Корыстолюбец: ко мне перестал ездить с крестом с первого же раза, я постеснялся дать ему денег, хоть они и были приготовлены. Побывав у меня раз вечером, осудил, что нечего было есть, что был только чай да простая водка, дома пришлось ужинать. Свою служанку, Константинову, грозил высечь с помощью дьячка: заведет в сарай, да так там… С тех пор она не смеет грубить, только дулась да ворчала опасливо про себя. Довольно умен, однако и не столько умен, сколько мелочно-хитер. Раскланивается, низко снимая шляпу. Водит знакомства со всеми горожанами покрупнее; помещики уезда, которые поважнее, тоже его друзья.
В училище занимается лениво: раньше полчаса в класс не идет. У него порядок: кто не знает урока, должен сам на колени становиться. Назначались аудиторы для проверки знаний, так что уйти от стояния на коленях было невозможно. Придет иногда в класс минут на 5, сядет на ученический стол, перед толпою коленопреклоненных мальчишек, поговорит с ними, спросит, объяснит, продержит всю перемену — и покоен. При начальстве же суетлив, ходит в камилавке (которую зовет, впрочем, кивером) — не снимает ее ни в классе, ни на улице, так она ему шапкой и служит. При этом бывает очень озабочен. — Сидеть на стуле в учительской ему надоело: он все пробовал валяться, да неловко. Добился приобретения кушетки и владел ею безраздельно, придет и заляжет[168].
Бальзаминов Александр Николаевич. Был штатным смотрит<елем> уездн<ых> уч<илищ> в Борисове. Сочинил какой-то учебник, напечатанный, но почти не проданный <…>; эту арифметику предлагал мне обработать и потом напечатать совокупно. Высокий, пергаментное лицо, синие очки, глуховатый голос. Ходит очень быстро, зимой в своем тулупчике. Посвящен в стихарь. Из духовных. Пьет только рюмку, другую вина. В обществе скромен. В карты играет — преферанс и учится в винт. Дело ведет спустя рукава. Уроки на полчаса, а то и меньше. В конце года скажет: да, этот год мы очень плохо занимались; в будущем надо получше заняться. Но и в будущем то же. Любил, вместо даванья уроков, порассказать о Западном крае, о католиках-поляках и о жидах; жидовской школе; киндерша. Получил и сам прозвище Киндер-Бальзам. <…> К сечению учеников относился с добродушной похотливостью, но обнаруживать это остерегался: не сразу позволил Цареву высечь сына в училище, и позволил только внизу, не при товарищах. Зато отправлял иногда учеников домой со сторожем и с приказом — сечь, причем назначалось и число ударов…[169]
Приступая к работе над «Тяжелыми снами», Сологуб впервые методично коллекционировал «типы» и характеры — собирал материал для романа (в «Ночных росах» персонажи были вымышленными). Этот предварительный период, очевидно, длился не менее пяти лет. В самых ранних черновых набросках текста встречается единственная датировка: «1 и 2 октября 1888»[170], ее, вероятно, следует считать реальным временем начала работы над рукописью.

Сохранённые данные:
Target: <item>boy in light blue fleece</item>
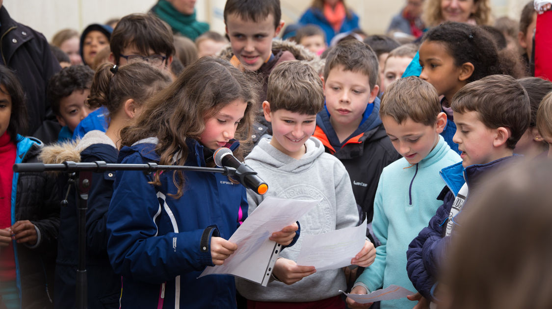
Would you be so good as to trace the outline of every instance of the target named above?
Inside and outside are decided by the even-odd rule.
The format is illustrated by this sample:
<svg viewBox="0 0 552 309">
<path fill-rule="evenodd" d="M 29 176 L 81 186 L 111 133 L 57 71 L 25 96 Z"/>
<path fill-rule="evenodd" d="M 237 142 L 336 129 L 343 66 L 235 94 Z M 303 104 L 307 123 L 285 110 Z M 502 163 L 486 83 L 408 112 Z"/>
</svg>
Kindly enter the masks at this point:
<svg viewBox="0 0 552 309">
<path fill-rule="evenodd" d="M 384 168 L 380 177 L 372 222 L 381 245 L 374 263 L 355 283 L 353 294 L 391 284 L 415 291 L 406 273 L 408 244 L 440 205 L 437 196 L 445 184 L 439 171 L 461 160 L 439 135 L 447 115 L 429 83 L 412 76 L 391 84 L 379 113 L 388 136 L 403 158 Z M 347 302 L 353 308 L 369 306 L 350 299 Z M 382 301 L 381 307 L 410 309 L 415 305 L 404 298 Z"/>
</svg>

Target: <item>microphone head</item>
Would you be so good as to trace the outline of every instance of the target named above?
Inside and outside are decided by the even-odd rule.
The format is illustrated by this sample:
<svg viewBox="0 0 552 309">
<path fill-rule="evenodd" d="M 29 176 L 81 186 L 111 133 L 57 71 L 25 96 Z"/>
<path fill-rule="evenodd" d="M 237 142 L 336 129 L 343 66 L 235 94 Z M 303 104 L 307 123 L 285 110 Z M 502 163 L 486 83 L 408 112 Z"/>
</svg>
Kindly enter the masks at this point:
<svg viewBox="0 0 552 309">
<path fill-rule="evenodd" d="M 216 166 L 222 167 L 222 157 L 229 154 L 232 154 L 232 151 L 229 148 L 221 147 L 217 149 L 213 154 L 213 158 Z"/>
</svg>

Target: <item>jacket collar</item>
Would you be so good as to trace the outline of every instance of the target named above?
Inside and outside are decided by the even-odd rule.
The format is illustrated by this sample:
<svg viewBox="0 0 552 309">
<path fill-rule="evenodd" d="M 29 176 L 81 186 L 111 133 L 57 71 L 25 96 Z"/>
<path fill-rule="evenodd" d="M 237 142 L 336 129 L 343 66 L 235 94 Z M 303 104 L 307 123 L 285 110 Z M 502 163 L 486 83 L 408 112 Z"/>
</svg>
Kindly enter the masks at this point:
<svg viewBox="0 0 552 309">
<path fill-rule="evenodd" d="M 519 154 L 513 154 L 497 159 L 488 163 L 470 165 L 465 168 L 462 166 L 462 162 L 460 161 L 443 168 L 439 172 L 439 174 L 447 186 L 455 196 L 464 183 L 468 184 L 469 189 L 470 186 L 480 180 L 482 175 L 486 174 L 490 170 L 500 168 L 505 162 L 510 162 L 511 159 L 517 160 L 522 157 L 523 156 Z"/>
</svg>

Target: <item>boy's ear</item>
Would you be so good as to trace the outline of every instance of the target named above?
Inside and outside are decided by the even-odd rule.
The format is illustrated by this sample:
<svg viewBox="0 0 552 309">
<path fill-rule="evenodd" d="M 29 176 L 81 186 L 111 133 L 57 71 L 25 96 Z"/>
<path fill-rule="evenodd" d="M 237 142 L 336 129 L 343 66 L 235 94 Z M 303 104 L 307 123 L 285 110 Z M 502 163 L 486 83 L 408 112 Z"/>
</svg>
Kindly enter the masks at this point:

Цель задания: Повторите из текста документа фрагмент от слов «Корыстолюбец: ко мне» до слов «тоже его друзья.» включительно, ничего в нём не меняя.

Результат:
Корыстолюбец: ко мне перестал ездить с крестом с первого же раза, я постеснялся дать ему денег, хоть они и были приготовлены. Побывав у меня раз вечером, осудил, что нечего было есть, что был только чай да простая водка, дома пришлось ужинать. Свою служанку, Константинову, грозил высечь с помощью дьячка: заведет в сарай, да так там… С тех пор она не смеет грубить, только дулась да ворчала опасливо про себя. Довольно умен, однако и не столько умен, сколько мелочно-хитер. Раскланивается, низко снимая шляпу. Водит знакомства со всеми горожанами покрупнее; помещики уезда, которые поважнее, тоже его друзья.